Recast the stretch from the line containing "Could you kindly segment every instance of the brown" through the line containing "[[253, 163], [251, 71], [197, 73], [195, 160]]" as a two-column CSV with the headers text and answer. Give one row per text with its answer, put each value in a single quoted field with line breaks replaced by spaces, and omit the pictures.
>>>
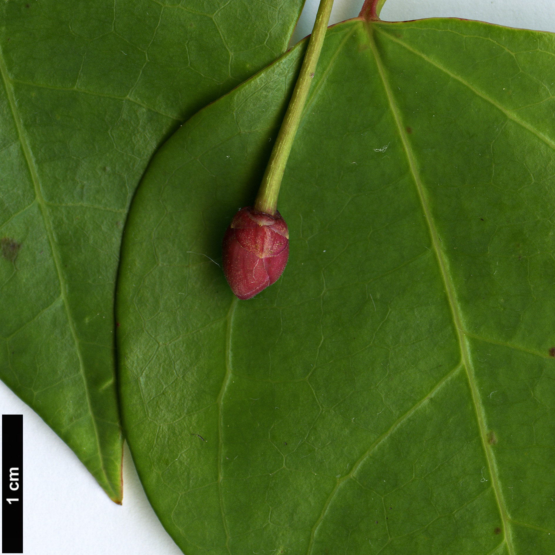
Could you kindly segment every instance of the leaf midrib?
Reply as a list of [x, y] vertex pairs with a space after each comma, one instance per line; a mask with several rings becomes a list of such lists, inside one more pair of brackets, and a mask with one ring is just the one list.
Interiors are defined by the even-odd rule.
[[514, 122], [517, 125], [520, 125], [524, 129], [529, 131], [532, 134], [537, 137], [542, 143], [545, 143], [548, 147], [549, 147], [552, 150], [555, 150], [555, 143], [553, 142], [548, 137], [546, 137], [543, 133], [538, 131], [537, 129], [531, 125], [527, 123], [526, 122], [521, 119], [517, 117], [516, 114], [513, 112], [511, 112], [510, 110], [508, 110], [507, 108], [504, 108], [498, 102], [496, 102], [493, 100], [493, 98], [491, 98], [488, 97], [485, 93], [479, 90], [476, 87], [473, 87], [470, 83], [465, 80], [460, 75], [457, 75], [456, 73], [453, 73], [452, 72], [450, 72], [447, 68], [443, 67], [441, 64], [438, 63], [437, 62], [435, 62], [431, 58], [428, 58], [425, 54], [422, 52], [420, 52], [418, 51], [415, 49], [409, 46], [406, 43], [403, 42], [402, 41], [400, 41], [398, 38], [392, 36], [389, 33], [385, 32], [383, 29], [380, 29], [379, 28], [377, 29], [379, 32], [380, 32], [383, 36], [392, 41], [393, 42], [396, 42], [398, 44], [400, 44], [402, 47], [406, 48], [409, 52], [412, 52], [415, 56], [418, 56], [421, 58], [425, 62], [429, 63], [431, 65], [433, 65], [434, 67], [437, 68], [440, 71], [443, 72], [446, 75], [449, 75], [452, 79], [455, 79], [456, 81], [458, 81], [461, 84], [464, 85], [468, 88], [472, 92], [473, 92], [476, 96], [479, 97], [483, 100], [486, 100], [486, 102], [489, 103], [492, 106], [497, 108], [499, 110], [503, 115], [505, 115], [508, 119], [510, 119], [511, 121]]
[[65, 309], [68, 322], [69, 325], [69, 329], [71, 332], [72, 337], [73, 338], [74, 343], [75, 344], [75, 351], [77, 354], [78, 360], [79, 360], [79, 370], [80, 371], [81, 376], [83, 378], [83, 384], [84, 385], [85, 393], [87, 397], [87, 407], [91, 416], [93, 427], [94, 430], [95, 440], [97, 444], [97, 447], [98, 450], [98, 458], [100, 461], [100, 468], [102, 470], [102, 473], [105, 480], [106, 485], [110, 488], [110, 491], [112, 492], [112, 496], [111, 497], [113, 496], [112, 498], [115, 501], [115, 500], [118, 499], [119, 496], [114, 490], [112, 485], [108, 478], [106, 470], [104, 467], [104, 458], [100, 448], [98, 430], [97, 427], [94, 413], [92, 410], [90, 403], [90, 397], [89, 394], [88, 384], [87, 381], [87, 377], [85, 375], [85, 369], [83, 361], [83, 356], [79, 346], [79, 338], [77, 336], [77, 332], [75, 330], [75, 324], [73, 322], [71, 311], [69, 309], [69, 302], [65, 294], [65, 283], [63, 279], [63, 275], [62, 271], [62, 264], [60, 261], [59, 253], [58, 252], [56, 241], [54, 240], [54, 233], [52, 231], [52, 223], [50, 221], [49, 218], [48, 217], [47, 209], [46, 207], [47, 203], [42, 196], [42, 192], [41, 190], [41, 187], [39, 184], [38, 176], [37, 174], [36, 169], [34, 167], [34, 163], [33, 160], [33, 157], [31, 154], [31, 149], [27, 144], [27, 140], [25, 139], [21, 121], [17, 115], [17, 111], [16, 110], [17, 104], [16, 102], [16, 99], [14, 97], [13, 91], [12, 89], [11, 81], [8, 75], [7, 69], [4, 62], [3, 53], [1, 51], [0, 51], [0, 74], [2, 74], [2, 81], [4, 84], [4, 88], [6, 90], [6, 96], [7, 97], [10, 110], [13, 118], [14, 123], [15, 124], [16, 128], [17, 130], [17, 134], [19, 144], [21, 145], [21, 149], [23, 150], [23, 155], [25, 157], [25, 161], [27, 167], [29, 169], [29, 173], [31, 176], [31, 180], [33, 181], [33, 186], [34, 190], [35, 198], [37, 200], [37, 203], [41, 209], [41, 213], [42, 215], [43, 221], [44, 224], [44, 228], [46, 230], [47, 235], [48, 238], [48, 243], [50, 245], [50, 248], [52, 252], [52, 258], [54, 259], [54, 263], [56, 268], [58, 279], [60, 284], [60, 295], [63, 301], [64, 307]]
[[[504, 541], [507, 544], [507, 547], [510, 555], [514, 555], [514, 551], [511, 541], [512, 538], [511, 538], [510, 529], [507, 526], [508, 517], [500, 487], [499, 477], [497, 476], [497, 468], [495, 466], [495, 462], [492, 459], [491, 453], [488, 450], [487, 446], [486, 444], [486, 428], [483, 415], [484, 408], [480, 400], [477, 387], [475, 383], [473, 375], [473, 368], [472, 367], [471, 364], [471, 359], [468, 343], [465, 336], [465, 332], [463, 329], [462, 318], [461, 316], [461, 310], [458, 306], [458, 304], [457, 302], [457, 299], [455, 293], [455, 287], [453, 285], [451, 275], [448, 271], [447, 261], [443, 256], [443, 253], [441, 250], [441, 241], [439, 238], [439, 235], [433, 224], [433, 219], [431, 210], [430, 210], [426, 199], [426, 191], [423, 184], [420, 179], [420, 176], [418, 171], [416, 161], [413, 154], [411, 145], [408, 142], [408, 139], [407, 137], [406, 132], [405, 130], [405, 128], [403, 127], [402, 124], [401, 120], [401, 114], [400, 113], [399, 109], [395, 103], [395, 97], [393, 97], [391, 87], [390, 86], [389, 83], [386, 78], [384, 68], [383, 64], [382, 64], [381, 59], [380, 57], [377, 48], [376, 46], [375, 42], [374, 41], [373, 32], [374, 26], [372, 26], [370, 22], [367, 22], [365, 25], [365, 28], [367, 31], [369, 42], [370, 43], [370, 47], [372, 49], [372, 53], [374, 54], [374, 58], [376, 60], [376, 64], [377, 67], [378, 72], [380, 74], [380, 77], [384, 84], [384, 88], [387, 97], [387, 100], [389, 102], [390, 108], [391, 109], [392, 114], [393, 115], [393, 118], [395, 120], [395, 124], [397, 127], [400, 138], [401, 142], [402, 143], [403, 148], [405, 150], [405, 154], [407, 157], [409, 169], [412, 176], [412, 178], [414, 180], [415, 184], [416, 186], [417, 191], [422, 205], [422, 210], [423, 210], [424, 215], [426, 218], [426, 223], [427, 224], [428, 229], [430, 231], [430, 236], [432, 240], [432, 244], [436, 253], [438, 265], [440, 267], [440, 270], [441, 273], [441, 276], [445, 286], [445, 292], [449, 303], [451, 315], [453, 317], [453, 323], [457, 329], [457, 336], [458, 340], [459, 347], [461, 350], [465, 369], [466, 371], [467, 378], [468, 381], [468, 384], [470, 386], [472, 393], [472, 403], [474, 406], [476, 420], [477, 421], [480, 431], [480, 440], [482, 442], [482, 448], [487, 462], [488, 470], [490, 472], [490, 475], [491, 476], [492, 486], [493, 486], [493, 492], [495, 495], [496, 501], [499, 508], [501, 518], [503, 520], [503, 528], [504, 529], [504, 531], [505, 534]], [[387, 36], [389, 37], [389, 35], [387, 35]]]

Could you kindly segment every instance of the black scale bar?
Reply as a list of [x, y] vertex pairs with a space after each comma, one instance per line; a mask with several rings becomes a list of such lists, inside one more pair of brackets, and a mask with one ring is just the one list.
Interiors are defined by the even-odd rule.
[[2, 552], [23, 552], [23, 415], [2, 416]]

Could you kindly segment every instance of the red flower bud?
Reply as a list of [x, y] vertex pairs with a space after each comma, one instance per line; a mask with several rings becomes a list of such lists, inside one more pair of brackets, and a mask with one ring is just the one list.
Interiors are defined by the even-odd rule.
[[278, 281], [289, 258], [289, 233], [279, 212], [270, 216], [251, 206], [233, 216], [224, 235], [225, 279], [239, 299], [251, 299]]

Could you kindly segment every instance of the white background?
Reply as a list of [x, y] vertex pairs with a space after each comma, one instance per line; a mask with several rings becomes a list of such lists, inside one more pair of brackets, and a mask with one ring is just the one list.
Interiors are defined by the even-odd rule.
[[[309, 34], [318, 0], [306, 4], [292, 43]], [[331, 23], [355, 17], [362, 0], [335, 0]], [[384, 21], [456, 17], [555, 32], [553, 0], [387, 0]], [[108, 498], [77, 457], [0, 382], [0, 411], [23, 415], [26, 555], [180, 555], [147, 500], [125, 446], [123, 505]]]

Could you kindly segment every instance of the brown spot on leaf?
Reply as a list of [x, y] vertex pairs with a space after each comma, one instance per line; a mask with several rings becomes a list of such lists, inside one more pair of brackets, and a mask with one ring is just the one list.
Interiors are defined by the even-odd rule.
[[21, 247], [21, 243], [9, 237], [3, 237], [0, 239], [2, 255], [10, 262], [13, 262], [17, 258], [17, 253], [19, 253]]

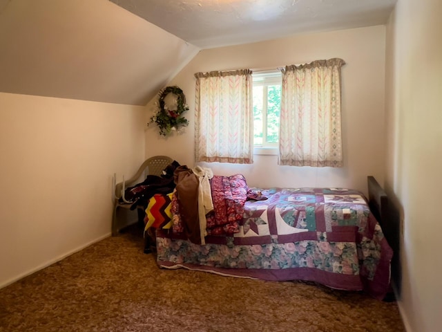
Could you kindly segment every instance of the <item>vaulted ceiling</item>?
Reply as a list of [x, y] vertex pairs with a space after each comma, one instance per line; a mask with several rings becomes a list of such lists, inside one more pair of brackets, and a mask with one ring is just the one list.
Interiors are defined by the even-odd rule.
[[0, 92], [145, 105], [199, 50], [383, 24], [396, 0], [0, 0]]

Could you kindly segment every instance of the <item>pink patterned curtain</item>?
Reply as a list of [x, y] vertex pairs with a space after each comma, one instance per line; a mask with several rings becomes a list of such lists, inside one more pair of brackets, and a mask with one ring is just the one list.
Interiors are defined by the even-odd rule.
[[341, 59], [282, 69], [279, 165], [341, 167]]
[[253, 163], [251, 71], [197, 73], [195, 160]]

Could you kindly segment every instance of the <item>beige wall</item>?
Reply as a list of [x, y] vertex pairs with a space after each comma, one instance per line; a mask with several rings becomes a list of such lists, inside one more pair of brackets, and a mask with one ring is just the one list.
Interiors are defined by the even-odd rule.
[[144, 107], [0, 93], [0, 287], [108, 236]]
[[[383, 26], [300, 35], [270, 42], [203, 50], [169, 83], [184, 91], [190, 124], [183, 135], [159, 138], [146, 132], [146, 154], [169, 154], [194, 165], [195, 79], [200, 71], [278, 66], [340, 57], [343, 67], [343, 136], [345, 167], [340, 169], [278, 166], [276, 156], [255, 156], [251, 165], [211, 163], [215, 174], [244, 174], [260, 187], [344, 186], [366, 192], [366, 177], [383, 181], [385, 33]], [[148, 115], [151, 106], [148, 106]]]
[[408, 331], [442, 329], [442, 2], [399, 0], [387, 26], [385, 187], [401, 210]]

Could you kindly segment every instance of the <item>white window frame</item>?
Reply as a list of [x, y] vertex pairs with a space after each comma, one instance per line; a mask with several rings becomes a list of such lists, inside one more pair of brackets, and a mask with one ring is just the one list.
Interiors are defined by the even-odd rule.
<<<
• _EXERCISE OUTPUT_:
text,answer
"Could you kindly segment every instance of the brown spot on leaf? Reply as a list of [x, y] vertex pairs with a space after each comma, one instance per line; a mask with several rings becomes a list of such lists, inside one more pair of brackets, and a mask with one ring is just the one list. Interiors are defined by the even-odd rule.","[[21, 247], [21, 243], [9, 237], [3, 237], [0, 239], [2, 255], [10, 262], [13, 262], [17, 258], [17, 253], [19, 253]]"
"Could you kindly segment every instance of the <item>vaulted ceiling</item>? Reply as a list of [x, y] vertex pairs with a space after each comma, one instance per line; a mask with several rings becomes a list of such lists, inside one more pair of brackets, and a mask with one ring is just the one list. Interiors are defined by the even-odd rule.","[[0, 92], [145, 105], [199, 50], [383, 24], [396, 0], [0, 0]]"
"Could you kindly segment every instance of the <item>pink patterned curtain</item>? Reply as a list of [x, y] vertex pairs with a space after each comma, one instance per line; a mask with several rings becomes a list of such lists, inside one more pair of brackets, and a mask with one ring is just the one list. Interiors are defined by the even-odd rule.","[[341, 59], [282, 69], [279, 165], [341, 167]] [[253, 163], [251, 71], [197, 73], [195, 160]]"